··· TEXT PASSAGE
Kronis’s long history of ripping people off with similar schemes was finally raised in U.S. court.
I was going to use the money to help retire
Lewis told the judge of Kronis’s conviction in Buffalo, N.Y., for fraudulently selling obscure metals as if they were rare and valuable, between 1990 to 1993, from a boiler room in Toronto, tricking victims into paying large amounts again and again.
The loss to victims in the metals scam was US$10 million, Lewis said, with Kronis personally making US$3.9 million in fraudulent sales. Kronis was given a 10-month prison term.
He still hasn’t paid US$820,000 restitution that was ordered by court back then, according to court records.
Kronis was also convicted in Canada for selling fraudulent stocks between 1989 and 1990, Lewis said. It was a large investment scandal in Canada at the time because the firm, Durham Securities, was licensed to sell stocks and bonds in Ontario. Kronis was given a six-month sentence then.
He was also ordered to pay $837,081 in restitution, of which $575,000 he still owes, according to court records.
Court was also told of Kronis’s arrest in Belgium in 1995 for his role in a large-scale telemarketing stock fraud based in Amsterdam. European investigators said at the time that $250 million was fleeced from at least 1,227 victims. The U.S. court did not record the outcome of that case, but National Post was told he was convicted in 2000 after cooperating with investigators.
······
__WHAT THIS EXERCISE ASKS__
A - In the passage on Kronis's fraud convictions, what prison term did Kronis receive for the metals scam?
B - Reproduce the Kronis passage word for word, everything from "The loss to" down to "10-month prison term.".
··· SUPPLIED MATERIAL
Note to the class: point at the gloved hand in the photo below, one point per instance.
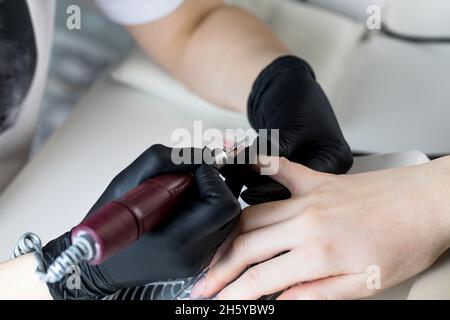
······
__NUMBERED RESPONSES__
A - A 10-month prison term.

B -
The loss to victims in the metals scam was US$10 million, Lewis said, with Kronis personally making US$3.9 million in fraudulent sales. Kronis was given a 10-month prison term.